Petite histoire du luxe: La montre Breguet de Thérésa Tallien

Jeudi 25 mars a eu lieu une vente aux enchères organisée par l’étude Beaussant Lefèvre, au cours de laquelle un garde-temps unique a été proposé: une montre Breguet “à tact” ayant appartenu à Thérésa Tallien. L’occasion de retracer l’histoire de celle que l’on surnomme la “reine du Directoire”.

 

Cette semaine, les montres ayant appartenu à des figures historiques féminines s’envolent aux enchères. Après la vente aux enchères de l’opérateur Osenat du 22 mars, sur le thème de “l’Empire”, où a été adjugée la montre de col appartenant à l’impératrice Marie-Louise, seconde épouse de Napoléon 1er, pour 15 000 euros, c’est un autre garde-temps très rare qui a été vendu le 25 mars.

Relevés de points étiquetés:

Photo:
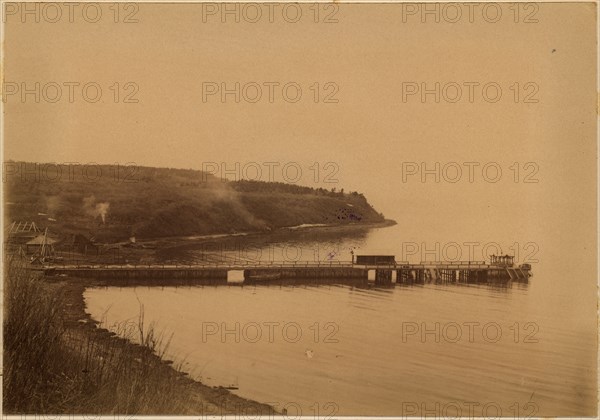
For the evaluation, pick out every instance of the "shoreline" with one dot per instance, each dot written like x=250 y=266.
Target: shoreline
x=80 y=326
x=194 y=397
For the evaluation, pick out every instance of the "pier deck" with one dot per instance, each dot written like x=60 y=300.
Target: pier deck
x=260 y=271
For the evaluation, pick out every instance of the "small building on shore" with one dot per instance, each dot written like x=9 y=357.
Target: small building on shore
x=41 y=244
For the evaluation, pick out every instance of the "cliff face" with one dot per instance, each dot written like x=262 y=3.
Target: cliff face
x=159 y=202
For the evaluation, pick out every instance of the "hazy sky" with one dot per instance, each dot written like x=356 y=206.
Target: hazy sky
x=372 y=55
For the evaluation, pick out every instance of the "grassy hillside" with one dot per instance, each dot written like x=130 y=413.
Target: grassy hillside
x=160 y=202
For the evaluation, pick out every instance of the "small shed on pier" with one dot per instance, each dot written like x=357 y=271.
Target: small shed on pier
x=375 y=260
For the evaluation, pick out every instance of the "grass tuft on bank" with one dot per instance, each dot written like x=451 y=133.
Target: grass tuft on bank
x=51 y=367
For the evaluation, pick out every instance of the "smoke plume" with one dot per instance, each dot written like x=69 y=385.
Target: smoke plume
x=91 y=208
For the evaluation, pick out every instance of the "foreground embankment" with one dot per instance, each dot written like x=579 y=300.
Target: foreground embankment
x=57 y=360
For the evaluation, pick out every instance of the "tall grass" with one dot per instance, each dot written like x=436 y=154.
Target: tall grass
x=51 y=367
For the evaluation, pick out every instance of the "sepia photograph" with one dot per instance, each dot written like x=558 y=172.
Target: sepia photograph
x=287 y=210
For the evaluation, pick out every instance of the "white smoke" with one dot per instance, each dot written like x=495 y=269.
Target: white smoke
x=91 y=208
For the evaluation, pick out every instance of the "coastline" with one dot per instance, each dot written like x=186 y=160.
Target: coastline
x=192 y=397
x=80 y=327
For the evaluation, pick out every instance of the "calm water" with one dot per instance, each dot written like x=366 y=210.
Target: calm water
x=354 y=350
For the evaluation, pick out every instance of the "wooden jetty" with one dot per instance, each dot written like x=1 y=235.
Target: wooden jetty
x=378 y=270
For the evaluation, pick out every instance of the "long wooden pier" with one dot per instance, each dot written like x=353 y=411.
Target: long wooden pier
x=269 y=272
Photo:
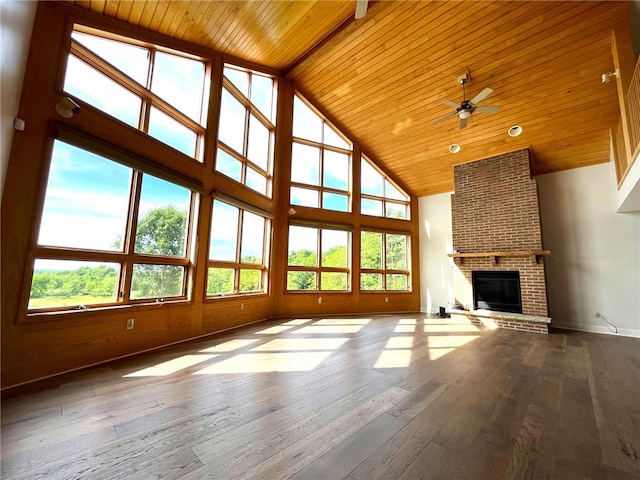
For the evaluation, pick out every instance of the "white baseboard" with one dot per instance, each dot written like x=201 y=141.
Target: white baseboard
x=624 y=332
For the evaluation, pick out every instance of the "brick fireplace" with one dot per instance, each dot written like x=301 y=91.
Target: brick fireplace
x=496 y=227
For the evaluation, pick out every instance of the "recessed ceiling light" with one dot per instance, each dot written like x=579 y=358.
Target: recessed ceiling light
x=515 y=131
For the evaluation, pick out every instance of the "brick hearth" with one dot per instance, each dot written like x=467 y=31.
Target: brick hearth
x=495 y=209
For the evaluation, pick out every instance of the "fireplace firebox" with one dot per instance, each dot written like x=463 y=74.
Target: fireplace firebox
x=496 y=290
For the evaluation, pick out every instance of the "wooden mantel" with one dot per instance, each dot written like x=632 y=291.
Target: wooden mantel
x=535 y=254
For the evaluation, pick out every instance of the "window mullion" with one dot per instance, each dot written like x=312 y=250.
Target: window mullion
x=129 y=242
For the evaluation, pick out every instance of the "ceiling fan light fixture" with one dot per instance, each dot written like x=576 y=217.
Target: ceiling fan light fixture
x=515 y=131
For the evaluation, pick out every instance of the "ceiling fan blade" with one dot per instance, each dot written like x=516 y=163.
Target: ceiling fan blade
x=482 y=95
x=488 y=109
x=451 y=103
x=361 y=8
x=445 y=118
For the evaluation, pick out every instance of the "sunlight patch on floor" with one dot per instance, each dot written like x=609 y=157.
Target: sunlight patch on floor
x=343 y=321
x=443 y=341
x=436 y=353
x=297 y=344
x=404 y=329
x=329 y=329
x=297 y=321
x=274 y=330
x=172 y=366
x=393 y=359
x=399 y=342
x=267 y=362
x=231 y=345
x=450 y=328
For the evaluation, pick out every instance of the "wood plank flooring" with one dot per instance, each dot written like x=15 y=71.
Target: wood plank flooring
x=354 y=398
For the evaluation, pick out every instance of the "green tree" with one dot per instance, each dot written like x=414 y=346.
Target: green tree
x=160 y=232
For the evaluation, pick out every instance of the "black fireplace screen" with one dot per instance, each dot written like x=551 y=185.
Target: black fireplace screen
x=495 y=290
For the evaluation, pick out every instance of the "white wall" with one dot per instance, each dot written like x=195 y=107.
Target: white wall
x=436 y=240
x=595 y=252
x=16 y=23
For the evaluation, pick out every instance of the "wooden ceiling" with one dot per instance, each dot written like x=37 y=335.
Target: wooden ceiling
x=383 y=78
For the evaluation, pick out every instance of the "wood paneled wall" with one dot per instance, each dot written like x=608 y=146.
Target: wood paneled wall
x=33 y=348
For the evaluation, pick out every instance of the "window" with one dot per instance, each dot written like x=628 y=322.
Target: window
x=379 y=196
x=384 y=261
x=318 y=259
x=320 y=162
x=163 y=93
x=109 y=234
x=247 y=128
x=238 y=248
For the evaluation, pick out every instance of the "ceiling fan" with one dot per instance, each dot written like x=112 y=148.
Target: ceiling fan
x=466 y=108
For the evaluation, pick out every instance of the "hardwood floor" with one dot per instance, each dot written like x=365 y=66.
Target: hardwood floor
x=390 y=397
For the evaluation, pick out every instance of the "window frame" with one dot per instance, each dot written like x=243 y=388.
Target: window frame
x=249 y=109
x=148 y=98
x=385 y=199
x=237 y=265
x=386 y=271
x=318 y=269
x=320 y=189
x=127 y=258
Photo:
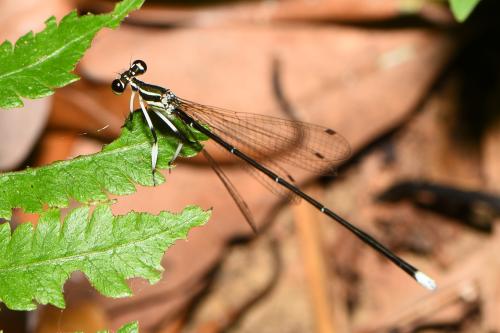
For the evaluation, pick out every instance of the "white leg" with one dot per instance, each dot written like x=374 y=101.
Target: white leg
x=175 y=130
x=176 y=154
x=154 y=149
x=132 y=97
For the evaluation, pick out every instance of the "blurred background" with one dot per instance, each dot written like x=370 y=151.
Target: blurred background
x=416 y=94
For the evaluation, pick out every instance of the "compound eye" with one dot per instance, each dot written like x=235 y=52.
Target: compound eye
x=138 y=67
x=118 y=86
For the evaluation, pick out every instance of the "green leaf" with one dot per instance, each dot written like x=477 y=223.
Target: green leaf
x=127 y=328
x=92 y=178
x=40 y=62
x=108 y=249
x=461 y=9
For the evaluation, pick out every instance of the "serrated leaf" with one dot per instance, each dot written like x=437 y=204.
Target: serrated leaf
x=127 y=328
x=40 y=62
x=461 y=9
x=92 y=178
x=108 y=249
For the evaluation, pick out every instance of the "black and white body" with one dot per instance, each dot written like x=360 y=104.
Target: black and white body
x=252 y=138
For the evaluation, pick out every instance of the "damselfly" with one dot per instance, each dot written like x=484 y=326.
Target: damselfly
x=252 y=138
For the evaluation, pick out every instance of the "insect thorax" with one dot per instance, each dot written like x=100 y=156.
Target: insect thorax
x=169 y=101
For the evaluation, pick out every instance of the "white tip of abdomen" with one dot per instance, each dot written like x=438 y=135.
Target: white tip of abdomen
x=425 y=281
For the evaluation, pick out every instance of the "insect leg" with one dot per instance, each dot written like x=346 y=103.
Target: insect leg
x=154 y=149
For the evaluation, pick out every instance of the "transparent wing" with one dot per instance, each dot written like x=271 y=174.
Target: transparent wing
x=274 y=141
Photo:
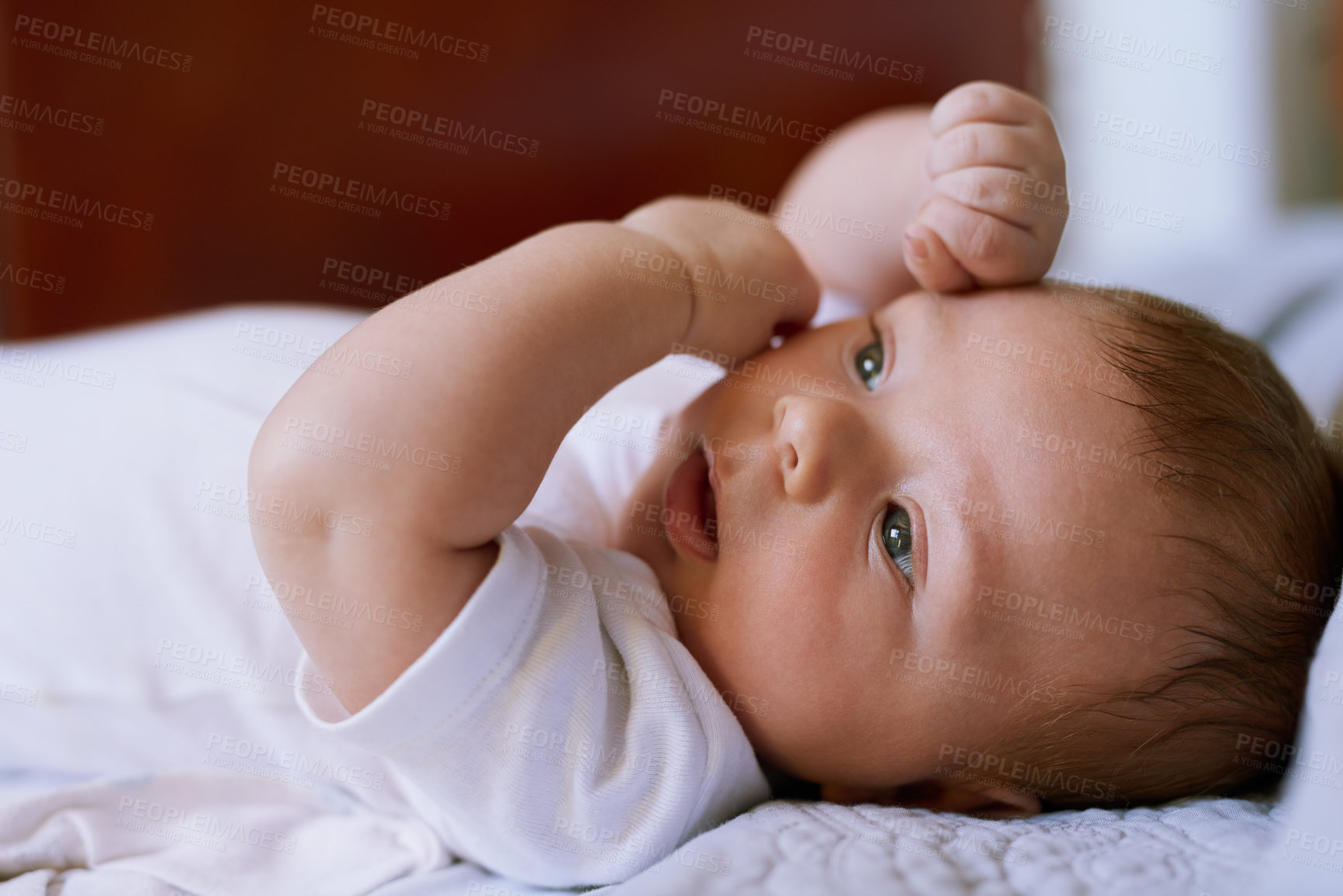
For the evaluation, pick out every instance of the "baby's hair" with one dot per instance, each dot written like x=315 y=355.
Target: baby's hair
x=1256 y=563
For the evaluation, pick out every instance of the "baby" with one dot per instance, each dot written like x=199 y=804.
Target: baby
x=990 y=547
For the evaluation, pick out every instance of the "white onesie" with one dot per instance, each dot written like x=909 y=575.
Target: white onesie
x=558 y=731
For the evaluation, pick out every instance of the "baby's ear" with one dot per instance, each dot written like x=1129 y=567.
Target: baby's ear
x=942 y=794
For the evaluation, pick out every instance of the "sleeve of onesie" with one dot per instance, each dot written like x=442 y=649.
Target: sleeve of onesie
x=558 y=731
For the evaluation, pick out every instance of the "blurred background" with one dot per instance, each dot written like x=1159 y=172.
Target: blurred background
x=160 y=156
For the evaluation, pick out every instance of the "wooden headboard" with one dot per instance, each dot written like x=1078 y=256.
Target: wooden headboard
x=167 y=156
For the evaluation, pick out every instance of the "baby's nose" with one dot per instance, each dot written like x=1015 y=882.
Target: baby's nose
x=805 y=431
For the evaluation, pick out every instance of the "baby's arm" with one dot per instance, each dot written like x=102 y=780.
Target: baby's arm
x=481 y=407
x=957 y=182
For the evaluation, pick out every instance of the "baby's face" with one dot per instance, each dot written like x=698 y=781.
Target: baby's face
x=924 y=536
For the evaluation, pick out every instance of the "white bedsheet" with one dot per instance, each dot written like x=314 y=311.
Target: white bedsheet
x=49 y=821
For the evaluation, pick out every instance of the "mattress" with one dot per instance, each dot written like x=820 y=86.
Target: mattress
x=224 y=358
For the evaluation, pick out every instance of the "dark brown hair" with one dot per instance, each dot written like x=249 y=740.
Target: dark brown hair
x=1258 y=563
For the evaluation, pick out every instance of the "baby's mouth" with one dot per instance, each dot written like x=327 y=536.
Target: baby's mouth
x=691 y=507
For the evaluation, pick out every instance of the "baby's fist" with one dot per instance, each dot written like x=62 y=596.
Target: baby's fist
x=998 y=200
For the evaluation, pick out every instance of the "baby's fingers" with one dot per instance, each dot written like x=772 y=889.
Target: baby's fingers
x=931 y=264
x=985 y=101
x=992 y=250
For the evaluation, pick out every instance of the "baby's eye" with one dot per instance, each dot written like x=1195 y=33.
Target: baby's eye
x=869 y=362
x=898 y=540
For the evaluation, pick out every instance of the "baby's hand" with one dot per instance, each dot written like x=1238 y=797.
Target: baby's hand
x=746 y=280
x=998 y=202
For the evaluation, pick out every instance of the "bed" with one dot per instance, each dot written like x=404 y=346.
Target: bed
x=62 y=795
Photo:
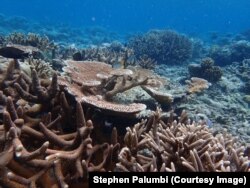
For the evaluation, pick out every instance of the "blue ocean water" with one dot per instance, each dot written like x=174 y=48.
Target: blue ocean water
x=126 y=16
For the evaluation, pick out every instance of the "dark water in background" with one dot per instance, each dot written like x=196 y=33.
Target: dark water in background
x=125 y=16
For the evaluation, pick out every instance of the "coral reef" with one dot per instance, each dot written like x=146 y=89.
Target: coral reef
x=116 y=55
x=197 y=85
x=31 y=39
x=96 y=83
x=206 y=70
x=226 y=54
x=163 y=46
x=50 y=136
x=167 y=146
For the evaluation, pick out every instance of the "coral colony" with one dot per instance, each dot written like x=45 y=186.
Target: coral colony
x=136 y=107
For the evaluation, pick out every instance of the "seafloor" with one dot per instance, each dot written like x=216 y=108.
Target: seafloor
x=74 y=101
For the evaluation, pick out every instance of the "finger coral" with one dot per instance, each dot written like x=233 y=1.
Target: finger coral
x=159 y=145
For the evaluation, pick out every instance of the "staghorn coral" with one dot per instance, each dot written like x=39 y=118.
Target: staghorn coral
x=206 y=70
x=67 y=157
x=163 y=46
x=34 y=91
x=160 y=145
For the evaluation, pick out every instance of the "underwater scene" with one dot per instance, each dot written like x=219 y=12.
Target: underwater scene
x=122 y=86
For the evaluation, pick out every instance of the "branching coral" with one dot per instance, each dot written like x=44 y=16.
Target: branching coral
x=31 y=39
x=160 y=145
x=69 y=157
x=163 y=46
x=197 y=85
x=206 y=70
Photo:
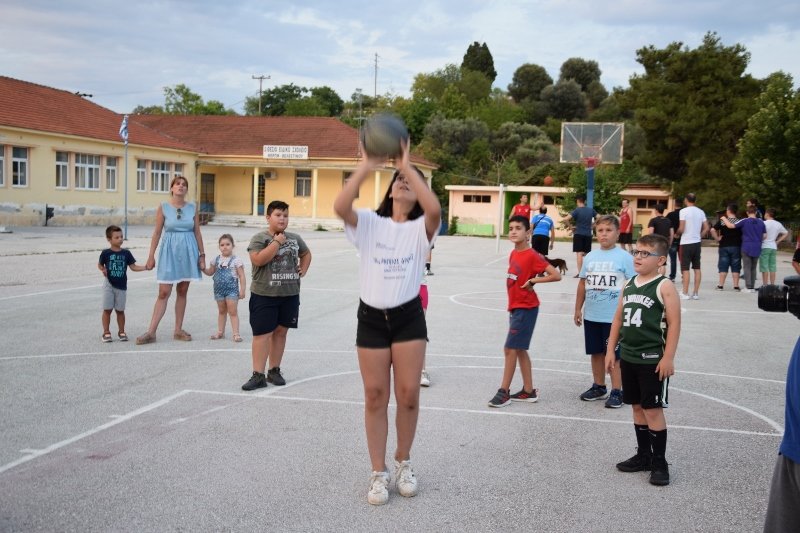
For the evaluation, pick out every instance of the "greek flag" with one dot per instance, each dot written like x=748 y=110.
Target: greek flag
x=123 y=129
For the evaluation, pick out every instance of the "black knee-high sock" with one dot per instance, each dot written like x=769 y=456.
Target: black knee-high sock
x=659 y=441
x=643 y=438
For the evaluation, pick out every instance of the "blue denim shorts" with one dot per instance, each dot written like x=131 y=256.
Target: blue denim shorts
x=730 y=257
x=520 y=328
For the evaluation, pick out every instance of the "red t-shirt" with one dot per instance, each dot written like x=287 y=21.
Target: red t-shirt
x=524 y=210
x=522 y=266
x=625 y=222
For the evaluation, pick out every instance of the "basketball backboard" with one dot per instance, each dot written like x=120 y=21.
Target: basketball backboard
x=600 y=142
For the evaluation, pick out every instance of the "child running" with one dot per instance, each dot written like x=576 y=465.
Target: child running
x=524 y=265
x=113 y=263
x=647 y=325
x=229 y=287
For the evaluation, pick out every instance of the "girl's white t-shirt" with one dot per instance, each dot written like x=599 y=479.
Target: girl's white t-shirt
x=392 y=258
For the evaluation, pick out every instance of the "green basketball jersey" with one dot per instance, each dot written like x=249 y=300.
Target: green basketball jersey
x=644 y=322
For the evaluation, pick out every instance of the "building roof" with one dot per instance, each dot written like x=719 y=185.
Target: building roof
x=36 y=107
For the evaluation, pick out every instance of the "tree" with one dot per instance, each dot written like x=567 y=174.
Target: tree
x=273 y=101
x=693 y=107
x=564 y=100
x=768 y=161
x=329 y=99
x=479 y=58
x=528 y=82
x=583 y=71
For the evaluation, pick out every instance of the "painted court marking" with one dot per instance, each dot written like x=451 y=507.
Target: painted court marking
x=273 y=393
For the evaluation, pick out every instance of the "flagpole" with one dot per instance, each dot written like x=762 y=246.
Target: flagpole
x=123 y=133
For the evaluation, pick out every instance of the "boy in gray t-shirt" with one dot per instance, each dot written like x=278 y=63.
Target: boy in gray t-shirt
x=279 y=260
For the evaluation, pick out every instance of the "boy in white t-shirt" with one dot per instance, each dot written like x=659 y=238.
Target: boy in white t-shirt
x=775 y=233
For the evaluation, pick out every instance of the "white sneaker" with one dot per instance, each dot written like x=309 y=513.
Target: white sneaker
x=378 y=488
x=405 y=479
x=425 y=379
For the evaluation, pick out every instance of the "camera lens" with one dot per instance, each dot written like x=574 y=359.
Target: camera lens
x=772 y=298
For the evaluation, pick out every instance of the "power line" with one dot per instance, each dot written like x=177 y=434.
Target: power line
x=260 y=81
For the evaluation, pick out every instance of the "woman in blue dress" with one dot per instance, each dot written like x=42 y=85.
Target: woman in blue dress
x=181 y=258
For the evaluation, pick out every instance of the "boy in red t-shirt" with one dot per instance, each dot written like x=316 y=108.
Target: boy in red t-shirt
x=524 y=265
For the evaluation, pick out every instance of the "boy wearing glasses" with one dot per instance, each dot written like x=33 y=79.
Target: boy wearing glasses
x=647 y=325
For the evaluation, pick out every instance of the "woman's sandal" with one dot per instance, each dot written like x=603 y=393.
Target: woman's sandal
x=182 y=336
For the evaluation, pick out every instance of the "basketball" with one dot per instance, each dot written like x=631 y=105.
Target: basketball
x=381 y=135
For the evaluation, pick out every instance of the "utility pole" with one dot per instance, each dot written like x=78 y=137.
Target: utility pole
x=376 y=76
x=260 y=81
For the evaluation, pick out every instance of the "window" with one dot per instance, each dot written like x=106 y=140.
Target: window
x=345 y=179
x=62 y=170
x=19 y=167
x=302 y=183
x=159 y=176
x=477 y=198
x=87 y=172
x=649 y=203
x=141 y=175
x=111 y=173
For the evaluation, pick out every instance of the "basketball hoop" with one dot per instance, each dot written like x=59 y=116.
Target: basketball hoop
x=590 y=162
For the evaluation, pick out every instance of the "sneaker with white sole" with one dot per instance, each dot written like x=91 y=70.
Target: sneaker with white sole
x=425 y=379
x=405 y=480
x=378 y=488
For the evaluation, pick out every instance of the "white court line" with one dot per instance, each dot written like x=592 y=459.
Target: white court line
x=33 y=454
x=352 y=352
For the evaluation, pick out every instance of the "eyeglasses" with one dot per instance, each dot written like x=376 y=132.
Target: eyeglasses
x=644 y=253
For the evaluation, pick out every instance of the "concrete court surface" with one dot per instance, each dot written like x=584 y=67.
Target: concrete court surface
x=119 y=437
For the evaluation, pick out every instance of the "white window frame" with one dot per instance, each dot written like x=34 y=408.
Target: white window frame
x=141 y=175
x=111 y=173
x=2 y=165
x=87 y=172
x=302 y=183
x=19 y=167
x=159 y=176
x=62 y=170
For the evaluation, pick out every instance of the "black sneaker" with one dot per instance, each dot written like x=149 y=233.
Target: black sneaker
x=501 y=399
x=638 y=463
x=274 y=376
x=256 y=381
x=596 y=392
x=522 y=396
x=659 y=473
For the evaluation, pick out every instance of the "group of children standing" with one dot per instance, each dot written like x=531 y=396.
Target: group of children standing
x=630 y=313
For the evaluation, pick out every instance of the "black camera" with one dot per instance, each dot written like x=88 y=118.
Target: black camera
x=781 y=298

## Consigne 1
Répondez à ces questions sur le texte consacré à la montre de Thérésa Tallien :
(a) Quelle étude a organisé la vente aux enchères du 25 mars ?
(b) Quel surnom donne-t-on à Thérésa Tallien ?
(c) Pour quel montant la montre de col de l'impératrice Marie-Louise a-t-elle été adjugée ?
## Consigne 2
Reprenez les relevés depuis leur début jusqu'à la ligne contenant « x=260 y=271 » incluse, demandes comprises, et mettez à l'échelle les coordonnées des réponses en les multipliant par 2,25, puis en les arrondissant à l'entier, les demis vers le haut. Les exemples de format des demandes restent inchangés, et les images sont à omettre.
Le texte et les relevés proviennent de sources distinctes.

## Réponse 1
(a) L'étude Beaussant Lefèvre.
(b) La « reine du Directoire ».
(c) 15 000 euros.

## Réponse 2
Photo:
For the evaluation, pick out every instance of the "shoreline" with one dot per instance, each dot written like x=250 y=266.
Target: shoreline
x=180 y=734
x=437 y=893
For the evaluation, pick out every instance of the "pier deck" with one dot per instance, each dot written like x=60 y=300.
Target: pier deck
x=585 y=610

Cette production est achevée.